The problem -> Write each line out exactly, leaving none out.

A block of data
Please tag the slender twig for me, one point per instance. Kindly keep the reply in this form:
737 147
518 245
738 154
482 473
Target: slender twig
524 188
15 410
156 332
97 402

Output of the exercise ->
Please tag the slender twig for me, one point per instance. Kindly keep the reply in this form:
737 147
518 245
738 154
482 473
Target: slender twig
524 188
15 410
156 332
97 402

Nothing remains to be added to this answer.